Written exercise ::
Transcribe every entry below word for word, but skip the pictures.

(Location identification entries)

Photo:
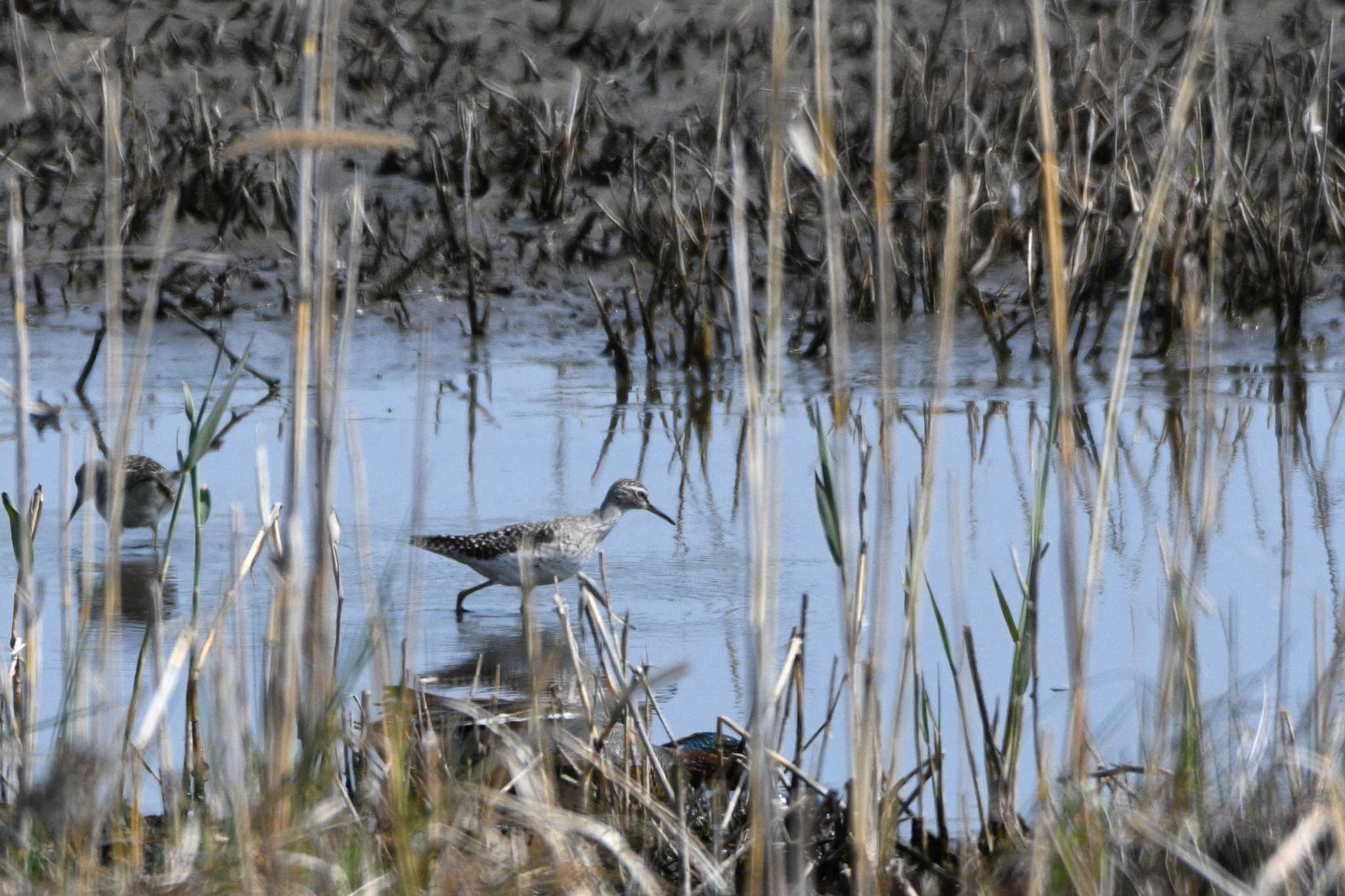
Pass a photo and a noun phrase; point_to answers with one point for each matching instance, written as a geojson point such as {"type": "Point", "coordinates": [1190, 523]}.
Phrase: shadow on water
{"type": "Point", "coordinates": [514, 656]}
{"type": "Point", "coordinates": [139, 574]}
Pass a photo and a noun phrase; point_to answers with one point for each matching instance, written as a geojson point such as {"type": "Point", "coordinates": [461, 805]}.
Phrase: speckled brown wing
{"type": "Point", "coordinates": [146, 469]}
{"type": "Point", "coordinates": [486, 545]}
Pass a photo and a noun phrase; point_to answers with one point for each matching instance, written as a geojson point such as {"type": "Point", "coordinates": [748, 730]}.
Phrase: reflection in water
{"type": "Point", "coordinates": [519, 656]}
{"type": "Point", "coordinates": [533, 435]}
{"type": "Point", "coordinates": [139, 578]}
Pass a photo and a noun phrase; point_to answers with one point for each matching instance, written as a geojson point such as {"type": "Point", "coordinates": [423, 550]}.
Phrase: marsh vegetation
{"type": "Point", "coordinates": [337, 263]}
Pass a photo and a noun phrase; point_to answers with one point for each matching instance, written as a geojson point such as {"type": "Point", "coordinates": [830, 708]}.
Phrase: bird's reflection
{"type": "Point", "coordinates": [136, 606]}
{"type": "Point", "coordinates": [512, 660]}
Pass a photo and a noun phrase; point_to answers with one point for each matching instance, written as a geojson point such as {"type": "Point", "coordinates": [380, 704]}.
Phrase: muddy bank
{"type": "Point", "coordinates": [600, 140]}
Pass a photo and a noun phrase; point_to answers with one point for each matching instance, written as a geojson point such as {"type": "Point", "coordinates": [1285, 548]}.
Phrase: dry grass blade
{"type": "Point", "coordinates": [330, 139]}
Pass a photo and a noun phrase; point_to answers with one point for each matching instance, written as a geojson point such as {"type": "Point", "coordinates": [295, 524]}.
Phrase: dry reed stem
{"type": "Point", "coordinates": [311, 139]}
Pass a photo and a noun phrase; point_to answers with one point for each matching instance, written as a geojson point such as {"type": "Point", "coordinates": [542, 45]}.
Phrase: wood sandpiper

Final answer ::
Photo:
Pass a photo and a noun phrase; point_to answers with one point for each matching instance, written as a geojson point such as {"type": "Point", "coordinates": [1190, 523]}.
Phrase: shadow on water
{"type": "Point", "coordinates": [514, 656]}
{"type": "Point", "coordinates": [139, 574]}
Pass a photo and a noun phrase; point_to answers with one point for each matching instance, written as a geojson point such as {"type": "Point", "coordinates": [461, 805]}.
Phrase: speckled brown wing
{"type": "Point", "coordinates": [146, 469]}
{"type": "Point", "coordinates": [486, 545]}
Pass a photo and a noun phrase; point_to answers with one point for each matching instance, written as a geojson point such as {"type": "Point", "coordinates": [748, 730]}.
Phrase: reflection in water
{"type": "Point", "coordinates": [519, 656]}
{"type": "Point", "coordinates": [533, 435]}
{"type": "Point", "coordinates": [139, 578]}
Pass a photo and a noun phrase; point_to answers with one point for each matching instance, written as a geojson point such as {"type": "Point", "coordinates": [423, 550]}.
Phrase: marsh vegetation
{"type": "Point", "coordinates": [337, 263]}
Pass a photo and a noun phrase; point_to answers with one point for each matching instance, written as a geojson point such as {"type": "Point", "coordinates": [830, 708]}.
Phrase: bird's reflection
{"type": "Point", "coordinates": [136, 606]}
{"type": "Point", "coordinates": [512, 660]}
Pass a photo and a noun phrase; point_to answers with one point for each matching instance, written as a geojson point such as {"type": "Point", "coordinates": [380, 704]}.
Phrase: muddy bank
{"type": "Point", "coordinates": [600, 140]}
Pass a photo and a noun phrase; point_to answers with one point for each matching instance, written as a geojson point such as {"type": "Point", "coordinates": [1285, 548]}.
Phrase: dry grass blade
{"type": "Point", "coordinates": [330, 139]}
Pass a photo and a noun phrase; point_to answers with one point for each matching instance, written as a geojson point such as {"type": "Point", "coordinates": [295, 524]}.
Phrase: dry reed stem
{"type": "Point", "coordinates": [311, 139]}
Pass a photo and a noun phrase; point_to answers with one point for each matching instance, written as a geojson point such as {"type": "Point", "coordinates": [542, 45]}.
Phrase: wood sandpiper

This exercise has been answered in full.